[TRAVAIL DEMANDÉ]
[1] Répondez aux questions sur le texte consacré à la Côte d'Ivoire :
(a) Quel autre pays le premier paragraphe nomme-t-il comme possible cas semblable ?
(b) À qui M. Gbagbo a-t-il distribué des armes, d'après le texte ?
(c) Quelle création l'auteur du dernier paragraphe compte-t-il proposer ?
[2] Rédigez la suite du texte consacré à la Côte d'Ivoire, à partir de sa dernière phrase.

Ne craignez-vous pas enfin que le fait que la France se soit mise en première ligne en Côte d'Ivoire, pays avec lequel elle avait des rapports particuliers et anciens, ne fasse jurisprudence dans d'autres conflits ? Je pense en particulier à la Libye : notre mission pourrait-elle s'en trouver modifiée pour que nous fassions ce que nous avons jusqu'ici nié vouloir faire, c'est-à-dire déposer M. Kadhafi ?

PermalienPhoto de Jacques Myard

Pour que la Côte d'Ivoire retrouve la paix civile, il est indispensable de récupérer les armes qui ont été largement distribuées, y compris à des enfants, par le sinistre M. Gbagbo. La France apportera-t-elle pour cela son concours au gouvernement légitimement élu d'Alassane Ouattara ?

Cela été rappelé, nos forces ont fait le travail qui leur avait été demandé dans le cadre du mandat des Nations unies. Or, j'ai été extrêmement troublé par le phénomène de manipulation médiatique et par les connivences du précédent régime ivoirien avec un certain nombre de nos concitoyens qui ont apporté leur soutien à ce gouvernement totalement illégitime et qui se sont même mis à son service. Dans ces conditions, il ne faut pas s'étonner que les médias anglo-saxons se soient faits les propagandistes d'un mouvement antifrançais. Il me paraît indispensable de faire toute la lumière sur ce sujet, c'est pourquoi j'entends proposer la création d'une commission d'enquête sur les agissements qui ont servi, jusqu'en France, la propagande de M. Gbagbo.

[DONNÉES FOURNIES]

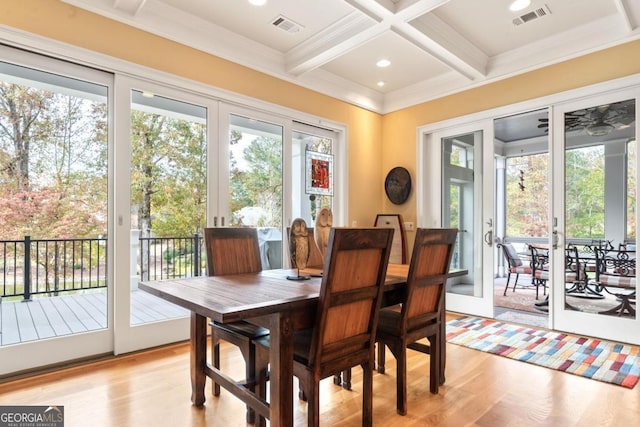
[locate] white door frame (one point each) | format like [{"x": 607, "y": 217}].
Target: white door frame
[
  {"x": 603, "y": 326},
  {"x": 429, "y": 207}
]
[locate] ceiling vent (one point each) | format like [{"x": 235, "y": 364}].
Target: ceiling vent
[
  {"x": 532, "y": 15},
  {"x": 286, "y": 24}
]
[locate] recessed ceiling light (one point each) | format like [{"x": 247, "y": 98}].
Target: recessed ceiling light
[{"x": 517, "y": 5}]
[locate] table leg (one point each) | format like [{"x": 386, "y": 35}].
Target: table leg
[
  {"x": 281, "y": 373},
  {"x": 198, "y": 358},
  {"x": 443, "y": 345}
]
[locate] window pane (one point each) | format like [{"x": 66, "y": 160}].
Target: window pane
[
  {"x": 526, "y": 203},
  {"x": 53, "y": 193},
  {"x": 168, "y": 197},
  {"x": 584, "y": 192},
  {"x": 307, "y": 206},
  {"x": 631, "y": 190}
]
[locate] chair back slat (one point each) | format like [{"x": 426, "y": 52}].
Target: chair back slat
[
  {"x": 232, "y": 250},
  {"x": 350, "y": 296},
  {"x": 428, "y": 274}
]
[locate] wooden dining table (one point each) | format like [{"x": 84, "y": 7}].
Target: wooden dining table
[{"x": 267, "y": 299}]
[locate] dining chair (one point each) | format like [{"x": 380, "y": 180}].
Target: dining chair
[
  {"x": 235, "y": 251},
  {"x": 516, "y": 265},
  {"x": 343, "y": 335},
  {"x": 422, "y": 312}
]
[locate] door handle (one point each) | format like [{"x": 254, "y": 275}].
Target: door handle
[{"x": 488, "y": 238}]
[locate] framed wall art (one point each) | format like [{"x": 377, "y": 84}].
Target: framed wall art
[{"x": 319, "y": 171}]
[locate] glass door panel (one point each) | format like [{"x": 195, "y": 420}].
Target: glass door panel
[
  {"x": 522, "y": 212},
  {"x": 466, "y": 201},
  {"x": 168, "y": 198},
  {"x": 255, "y": 183},
  {"x": 599, "y": 222},
  {"x": 55, "y": 137}
]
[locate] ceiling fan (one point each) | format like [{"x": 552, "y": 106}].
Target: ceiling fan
[{"x": 598, "y": 121}]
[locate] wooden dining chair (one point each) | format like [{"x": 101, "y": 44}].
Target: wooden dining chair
[
  {"x": 235, "y": 251},
  {"x": 348, "y": 306},
  {"x": 421, "y": 313}
]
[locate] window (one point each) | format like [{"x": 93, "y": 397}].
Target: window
[
  {"x": 526, "y": 202},
  {"x": 584, "y": 192}
]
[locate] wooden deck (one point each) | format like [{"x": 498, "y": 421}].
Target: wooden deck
[{"x": 47, "y": 317}]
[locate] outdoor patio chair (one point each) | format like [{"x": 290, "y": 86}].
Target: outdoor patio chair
[
  {"x": 539, "y": 268},
  {"x": 616, "y": 275},
  {"x": 516, "y": 265}
]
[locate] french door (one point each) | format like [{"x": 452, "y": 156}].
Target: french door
[
  {"x": 263, "y": 178},
  {"x": 160, "y": 205},
  {"x": 594, "y": 204},
  {"x": 455, "y": 171},
  {"x": 56, "y": 142}
]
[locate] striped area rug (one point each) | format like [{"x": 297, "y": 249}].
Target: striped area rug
[{"x": 588, "y": 357}]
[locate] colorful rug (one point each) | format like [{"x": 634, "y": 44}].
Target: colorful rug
[{"x": 588, "y": 357}]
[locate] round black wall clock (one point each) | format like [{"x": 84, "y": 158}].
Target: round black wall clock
[{"x": 397, "y": 185}]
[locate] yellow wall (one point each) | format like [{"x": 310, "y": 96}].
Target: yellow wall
[
  {"x": 399, "y": 128},
  {"x": 59, "y": 21},
  {"x": 376, "y": 143}
]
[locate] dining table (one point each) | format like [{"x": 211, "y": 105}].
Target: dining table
[{"x": 267, "y": 299}]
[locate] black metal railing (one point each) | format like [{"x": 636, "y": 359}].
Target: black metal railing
[
  {"x": 51, "y": 266},
  {"x": 170, "y": 257}
]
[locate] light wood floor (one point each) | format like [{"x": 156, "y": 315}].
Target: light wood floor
[{"x": 152, "y": 388}]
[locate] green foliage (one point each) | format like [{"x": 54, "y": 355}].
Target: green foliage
[
  {"x": 259, "y": 182},
  {"x": 527, "y": 209},
  {"x": 168, "y": 174}
]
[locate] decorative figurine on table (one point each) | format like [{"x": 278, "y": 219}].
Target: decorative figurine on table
[
  {"x": 299, "y": 247},
  {"x": 324, "y": 222}
]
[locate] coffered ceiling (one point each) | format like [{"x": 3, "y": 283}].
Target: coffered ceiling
[{"x": 435, "y": 47}]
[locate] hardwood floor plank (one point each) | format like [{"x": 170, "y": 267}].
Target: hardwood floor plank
[{"x": 151, "y": 388}]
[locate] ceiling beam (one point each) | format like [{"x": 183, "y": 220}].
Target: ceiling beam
[
  {"x": 343, "y": 36},
  {"x": 131, "y": 7},
  {"x": 373, "y": 18},
  {"x": 623, "y": 10}
]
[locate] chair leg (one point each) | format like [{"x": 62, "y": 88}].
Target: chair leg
[
  {"x": 367, "y": 395},
  {"x": 504, "y": 294},
  {"x": 401, "y": 380},
  {"x": 381, "y": 357},
  {"x": 434, "y": 363},
  {"x": 313, "y": 406},
  {"x": 251, "y": 377}
]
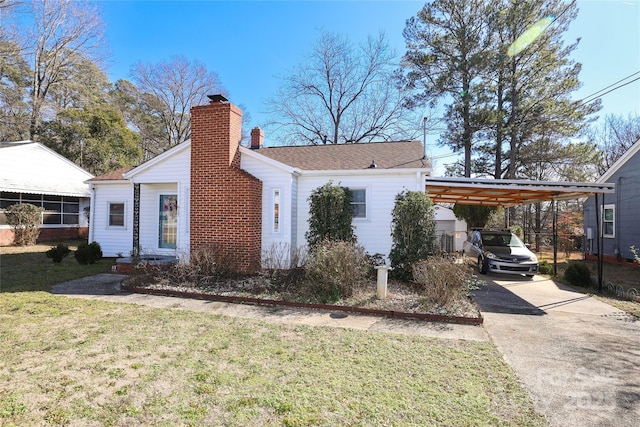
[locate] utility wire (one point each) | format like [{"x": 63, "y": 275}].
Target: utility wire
[{"x": 586, "y": 99}]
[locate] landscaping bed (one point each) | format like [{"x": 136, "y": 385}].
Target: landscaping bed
[{"x": 403, "y": 299}]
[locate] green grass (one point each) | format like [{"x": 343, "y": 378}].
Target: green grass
[
  {"x": 28, "y": 269},
  {"x": 81, "y": 362},
  {"x": 66, "y": 361}
]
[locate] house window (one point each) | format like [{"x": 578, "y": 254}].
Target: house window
[
  {"x": 57, "y": 209},
  {"x": 168, "y": 223},
  {"x": 359, "y": 202},
  {"x": 608, "y": 221},
  {"x": 276, "y": 211},
  {"x": 116, "y": 214}
]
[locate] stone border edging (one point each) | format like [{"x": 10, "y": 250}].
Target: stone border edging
[{"x": 327, "y": 307}]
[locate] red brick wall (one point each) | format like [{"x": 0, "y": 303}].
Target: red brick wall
[{"x": 226, "y": 201}]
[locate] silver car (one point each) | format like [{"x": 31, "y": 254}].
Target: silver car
[{"x": 500, "y": 252}]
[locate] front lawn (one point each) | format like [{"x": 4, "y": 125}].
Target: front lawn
[
  {"x": 71, "y": 361},
  {"x": 26, "y": 268}
]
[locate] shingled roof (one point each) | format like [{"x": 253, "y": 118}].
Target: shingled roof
[
  {"x": 385, "y": 155},
  {"x": 116, "y": 175}
]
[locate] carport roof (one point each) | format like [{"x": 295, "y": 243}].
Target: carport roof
[{"x": 507, "y": 193}]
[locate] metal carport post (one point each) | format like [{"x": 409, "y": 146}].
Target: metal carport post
[{"x": 508, "y": 193}]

[EXERCICES CORRIGÉS]
[1]
(a) La Libye.
(b) Largement, y compris à des enfants.
(c) Celle d'une commission d'enquête sur les agissements qui ont servi, jusqu'en France, la propagande de M. Gbagbo.

[2]
PermalienGérard Longuet, ministre de la défense et des anciens combattants

Je rappelle que Laurent Gbagbo est resté au pouvoir alors que son mandat était achevé et que le résultat de l'élection d'Alassane Ouattara avait été reconnu par les autorités internationales. MM. Myard et Lecoq ont évoqué les pro et les anti Gbagbo. De fait il a été élu, il a exercé son mandat de Président, puis il a été battu mais avec un score honorable. Il n'y a donc rien d'étonnant à ce qu'il ait des partisans, à la différence de certains régimes dont on s'est aperçu après la chute du mur de Berlin, qu'ils ne bénéficiaient que du seul soutien des apparatchiks. Simplement, Laurent Gbagbo et son entourage n'ont pas voulu comprendre que lorsqu'il y a un résultat électoral, il faut en tenir compte…

Je veux ensuite remercier Lionnel Luca d'avoir exprimé le sentiment – j'en suis certain unanime – de la représentation nationale : ce qui va sans dire va tellement mieux en le disant ! Je crois qu'il est bon pour un grand pays qui a une grande armée de dire de temps en temps du bien de ceux qui risquent leur vie non seulement dans cette opération mais aussi de façon constante : pour m'être rendu avant-hier matin à l'hôpital Percy auprès de nos blessés d'Afghanistan, je puis vous dire que certains de ces jeunes gens ne joueront plus jamais au football… Notre armée n'appartient ni à la majorité ni à l'opposition, elle est le bien de la République et cette dernière peut être fière de son patrimoine humain.

J'en viens à vos questions.

Bien évidemment, monsieur Lecoq, les pro Gbagbo ne sont peut-être pas les seuls à avoir commis des exactions. La Côte d'Ivoire est un pays complexe et y aura bien sûr des procédures. Il appartient aux autorités ivoiriennes de saisir la Cour pénale internationale dont l'action peut être complémentaire de celle de la justice nationale. Le Conseil des droits de l'homme des Nations unies a créé une commission d'enquête internationale, qui va s'efforcer de rassembler le maximum d'informations et dont je forme le voeu qu'elle soit impartiale.

Vous avez raison, monsieur Vandewalle, de souligner l'importance de la question des forces de sécurité. À cette heure, se sont mis à la disposition du Président élu, le directeur de la gendarmerie, le directeur de la police, le chef d'état-major des armées, le chef d'état-major de l'armée de terre. Par ailleurs, des patrouilles de gendarmeries ivoiriennes et françaises vont circuler dans Abidjan pour bien montrer qu'un État de droit s'instaure.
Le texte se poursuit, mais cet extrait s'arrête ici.